▸ WHAT NEEDS TO BE DONE:
The output is the line holding "Where can you see the white court" and all lines after it to the end of the records below; restate them unchanged and add nothing.

▸ RECORD EXTRACTS:
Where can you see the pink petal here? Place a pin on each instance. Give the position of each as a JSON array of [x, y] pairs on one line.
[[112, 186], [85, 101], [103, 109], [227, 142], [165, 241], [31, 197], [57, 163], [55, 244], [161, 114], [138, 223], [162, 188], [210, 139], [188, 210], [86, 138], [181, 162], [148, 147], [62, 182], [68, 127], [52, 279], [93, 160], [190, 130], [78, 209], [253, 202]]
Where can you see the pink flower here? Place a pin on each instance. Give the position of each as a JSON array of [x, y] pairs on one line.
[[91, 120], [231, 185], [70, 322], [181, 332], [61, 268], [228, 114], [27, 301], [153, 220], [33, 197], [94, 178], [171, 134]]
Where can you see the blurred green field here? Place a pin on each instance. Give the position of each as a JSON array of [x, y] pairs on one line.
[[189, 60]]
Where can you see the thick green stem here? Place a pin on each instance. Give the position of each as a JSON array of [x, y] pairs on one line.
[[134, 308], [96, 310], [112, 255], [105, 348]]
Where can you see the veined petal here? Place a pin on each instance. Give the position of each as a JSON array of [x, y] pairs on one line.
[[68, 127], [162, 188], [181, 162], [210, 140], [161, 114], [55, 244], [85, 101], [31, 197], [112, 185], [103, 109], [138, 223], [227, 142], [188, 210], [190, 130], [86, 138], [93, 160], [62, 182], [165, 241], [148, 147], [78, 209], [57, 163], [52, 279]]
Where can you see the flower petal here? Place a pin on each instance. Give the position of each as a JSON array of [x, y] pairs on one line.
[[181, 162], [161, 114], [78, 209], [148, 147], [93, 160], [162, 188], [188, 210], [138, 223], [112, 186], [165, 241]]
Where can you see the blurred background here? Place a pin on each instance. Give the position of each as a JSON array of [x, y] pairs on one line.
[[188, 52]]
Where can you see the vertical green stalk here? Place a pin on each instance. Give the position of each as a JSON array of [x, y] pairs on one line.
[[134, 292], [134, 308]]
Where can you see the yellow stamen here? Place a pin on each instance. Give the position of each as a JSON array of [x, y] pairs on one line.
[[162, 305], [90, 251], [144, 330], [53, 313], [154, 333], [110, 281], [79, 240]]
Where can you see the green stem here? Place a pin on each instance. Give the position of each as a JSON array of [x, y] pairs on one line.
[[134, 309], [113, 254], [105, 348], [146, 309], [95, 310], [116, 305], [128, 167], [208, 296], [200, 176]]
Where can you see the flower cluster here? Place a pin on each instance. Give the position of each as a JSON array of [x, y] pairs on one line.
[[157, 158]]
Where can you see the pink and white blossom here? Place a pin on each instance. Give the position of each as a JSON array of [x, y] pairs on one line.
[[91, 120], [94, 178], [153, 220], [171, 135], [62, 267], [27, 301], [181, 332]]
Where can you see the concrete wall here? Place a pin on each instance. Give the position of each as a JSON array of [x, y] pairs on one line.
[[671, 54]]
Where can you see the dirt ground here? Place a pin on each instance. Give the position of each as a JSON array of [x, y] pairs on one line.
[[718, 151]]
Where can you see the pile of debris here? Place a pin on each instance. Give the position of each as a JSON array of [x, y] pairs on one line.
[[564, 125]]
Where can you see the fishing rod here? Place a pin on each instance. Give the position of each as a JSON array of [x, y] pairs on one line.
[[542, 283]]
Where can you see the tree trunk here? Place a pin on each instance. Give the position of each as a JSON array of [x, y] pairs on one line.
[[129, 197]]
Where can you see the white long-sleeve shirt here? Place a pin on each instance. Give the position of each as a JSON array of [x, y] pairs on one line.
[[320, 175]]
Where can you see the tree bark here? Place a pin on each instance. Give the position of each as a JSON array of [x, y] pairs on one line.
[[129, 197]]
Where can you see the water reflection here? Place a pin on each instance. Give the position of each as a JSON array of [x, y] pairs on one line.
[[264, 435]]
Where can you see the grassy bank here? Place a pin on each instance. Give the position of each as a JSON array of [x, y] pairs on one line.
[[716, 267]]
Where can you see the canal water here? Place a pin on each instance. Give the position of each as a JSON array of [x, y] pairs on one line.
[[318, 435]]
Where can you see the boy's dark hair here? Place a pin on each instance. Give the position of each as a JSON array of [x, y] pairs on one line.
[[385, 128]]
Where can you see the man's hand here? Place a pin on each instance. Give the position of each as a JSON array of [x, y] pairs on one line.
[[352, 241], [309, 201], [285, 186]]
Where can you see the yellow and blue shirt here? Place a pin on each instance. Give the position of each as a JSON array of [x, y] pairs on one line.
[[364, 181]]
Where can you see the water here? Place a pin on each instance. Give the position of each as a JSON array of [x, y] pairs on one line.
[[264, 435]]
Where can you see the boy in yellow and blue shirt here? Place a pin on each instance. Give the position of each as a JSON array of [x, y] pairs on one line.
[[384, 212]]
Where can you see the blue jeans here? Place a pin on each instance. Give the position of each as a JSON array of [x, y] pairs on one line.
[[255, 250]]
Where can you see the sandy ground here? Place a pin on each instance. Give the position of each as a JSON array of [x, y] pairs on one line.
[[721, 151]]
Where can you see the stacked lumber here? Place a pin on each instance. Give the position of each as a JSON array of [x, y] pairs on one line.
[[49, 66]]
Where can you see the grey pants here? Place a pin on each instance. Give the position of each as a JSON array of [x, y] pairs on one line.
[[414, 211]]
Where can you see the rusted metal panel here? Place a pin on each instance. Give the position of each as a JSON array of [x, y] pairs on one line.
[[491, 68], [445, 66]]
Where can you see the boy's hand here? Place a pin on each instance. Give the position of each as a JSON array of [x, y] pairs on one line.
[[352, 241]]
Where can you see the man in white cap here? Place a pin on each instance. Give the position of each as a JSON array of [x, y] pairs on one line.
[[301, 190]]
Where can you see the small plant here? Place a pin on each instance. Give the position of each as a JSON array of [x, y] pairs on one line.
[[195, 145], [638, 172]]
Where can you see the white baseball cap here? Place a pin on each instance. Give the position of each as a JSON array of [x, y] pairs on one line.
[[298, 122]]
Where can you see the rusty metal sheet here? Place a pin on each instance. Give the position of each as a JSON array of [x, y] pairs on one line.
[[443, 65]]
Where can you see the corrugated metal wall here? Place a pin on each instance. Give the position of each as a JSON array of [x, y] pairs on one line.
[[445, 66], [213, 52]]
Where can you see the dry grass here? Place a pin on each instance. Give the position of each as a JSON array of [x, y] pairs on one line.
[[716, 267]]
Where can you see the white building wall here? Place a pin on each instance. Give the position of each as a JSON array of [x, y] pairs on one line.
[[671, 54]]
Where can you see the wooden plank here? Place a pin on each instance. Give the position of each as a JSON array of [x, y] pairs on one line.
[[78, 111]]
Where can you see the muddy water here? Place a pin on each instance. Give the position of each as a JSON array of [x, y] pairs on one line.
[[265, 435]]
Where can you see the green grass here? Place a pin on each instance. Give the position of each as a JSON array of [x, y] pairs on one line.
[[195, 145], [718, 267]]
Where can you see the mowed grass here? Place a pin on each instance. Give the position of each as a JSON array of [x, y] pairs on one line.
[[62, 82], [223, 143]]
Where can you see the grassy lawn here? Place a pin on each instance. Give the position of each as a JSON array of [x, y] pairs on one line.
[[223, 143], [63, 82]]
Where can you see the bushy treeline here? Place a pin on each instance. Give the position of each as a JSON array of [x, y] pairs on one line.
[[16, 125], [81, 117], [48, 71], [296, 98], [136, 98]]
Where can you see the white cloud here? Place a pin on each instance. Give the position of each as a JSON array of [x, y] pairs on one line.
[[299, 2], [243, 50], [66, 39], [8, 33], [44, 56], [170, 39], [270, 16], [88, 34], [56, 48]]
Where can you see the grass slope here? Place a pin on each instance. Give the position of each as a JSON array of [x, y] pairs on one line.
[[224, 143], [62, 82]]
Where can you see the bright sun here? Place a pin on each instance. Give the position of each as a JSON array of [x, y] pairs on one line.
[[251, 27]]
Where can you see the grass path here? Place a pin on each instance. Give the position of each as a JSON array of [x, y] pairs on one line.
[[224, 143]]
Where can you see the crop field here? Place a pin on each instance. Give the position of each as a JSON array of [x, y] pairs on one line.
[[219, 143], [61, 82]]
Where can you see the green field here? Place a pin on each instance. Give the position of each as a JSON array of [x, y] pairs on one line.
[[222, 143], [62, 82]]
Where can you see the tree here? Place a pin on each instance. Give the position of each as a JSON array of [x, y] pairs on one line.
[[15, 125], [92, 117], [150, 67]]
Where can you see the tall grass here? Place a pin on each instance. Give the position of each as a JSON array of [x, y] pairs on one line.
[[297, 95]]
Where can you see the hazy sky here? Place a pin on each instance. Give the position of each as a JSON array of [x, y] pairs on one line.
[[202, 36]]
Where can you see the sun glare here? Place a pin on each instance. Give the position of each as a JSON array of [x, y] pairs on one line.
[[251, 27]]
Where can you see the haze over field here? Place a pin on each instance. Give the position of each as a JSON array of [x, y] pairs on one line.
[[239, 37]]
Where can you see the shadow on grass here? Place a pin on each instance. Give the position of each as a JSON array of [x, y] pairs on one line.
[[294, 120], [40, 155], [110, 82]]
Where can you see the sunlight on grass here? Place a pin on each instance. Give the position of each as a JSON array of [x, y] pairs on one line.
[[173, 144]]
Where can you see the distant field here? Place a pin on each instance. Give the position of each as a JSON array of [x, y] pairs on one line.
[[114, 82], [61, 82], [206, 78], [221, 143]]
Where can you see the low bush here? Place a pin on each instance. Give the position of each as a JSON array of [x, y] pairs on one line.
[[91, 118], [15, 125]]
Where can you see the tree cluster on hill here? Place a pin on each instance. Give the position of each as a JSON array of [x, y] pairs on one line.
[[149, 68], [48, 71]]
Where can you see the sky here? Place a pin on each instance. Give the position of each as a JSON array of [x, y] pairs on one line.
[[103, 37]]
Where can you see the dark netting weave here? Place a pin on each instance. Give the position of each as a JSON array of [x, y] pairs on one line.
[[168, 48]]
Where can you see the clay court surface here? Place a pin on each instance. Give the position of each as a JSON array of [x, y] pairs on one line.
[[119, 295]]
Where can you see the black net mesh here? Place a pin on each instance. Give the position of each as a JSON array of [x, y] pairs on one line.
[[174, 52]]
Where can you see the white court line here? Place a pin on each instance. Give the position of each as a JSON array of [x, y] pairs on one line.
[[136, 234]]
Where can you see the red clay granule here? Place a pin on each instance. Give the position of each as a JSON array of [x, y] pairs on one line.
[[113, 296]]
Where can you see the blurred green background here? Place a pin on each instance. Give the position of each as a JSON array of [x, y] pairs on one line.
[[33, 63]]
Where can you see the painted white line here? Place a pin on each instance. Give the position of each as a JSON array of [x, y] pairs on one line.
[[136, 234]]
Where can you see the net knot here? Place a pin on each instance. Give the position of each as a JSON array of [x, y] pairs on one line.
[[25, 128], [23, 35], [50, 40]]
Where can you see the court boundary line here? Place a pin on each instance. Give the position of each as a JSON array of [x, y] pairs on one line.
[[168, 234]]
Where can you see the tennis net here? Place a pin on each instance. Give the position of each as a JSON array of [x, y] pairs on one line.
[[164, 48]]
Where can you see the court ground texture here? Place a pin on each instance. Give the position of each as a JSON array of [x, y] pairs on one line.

▸ EXPECTED ANSWER:
Where can you see the white court line here? Place a pin on each instance. Give the position of each as a JSON array of [x, y] pairs on one line.
[[136, 234]]
Where can you see the red clay granule here? Place a pin on each instance. Give the position of each as a JSON array of [x, y] pairs on one line.
[[113, 296]]
Where can you see the blurred green background here? Place a pin on each instance. Give the position of each as a JSON array of [x, y] pairs on one line.
[[33, 63]]
Where can you see the painted white line here? Place a pin on each instance. Give the position of each as a JSON array of [x, y] pairs on one line.
[[136, 234]]
Where can you see the net knot here? Place a pin on each instance. Give the position of each as a JSON array of [x, y] pairs on one line.
[[25, 128], [23, 35], [50, 40]]
Where can you see the court boundary line here? Place a pin on each instance. Give the position of each as a JSON array of [x, y] pairs on one line.
[[168, 234]]
Where can you see the tennis net here? Place a pin on each instance. Give the position of each as a JSON array of [x, y] pairs on one line.
[[164, 48]]
Where can you see the court ground texture here? Place a pin on each instance. Give the position of each as a JSON array of [x, y] pairs on one line.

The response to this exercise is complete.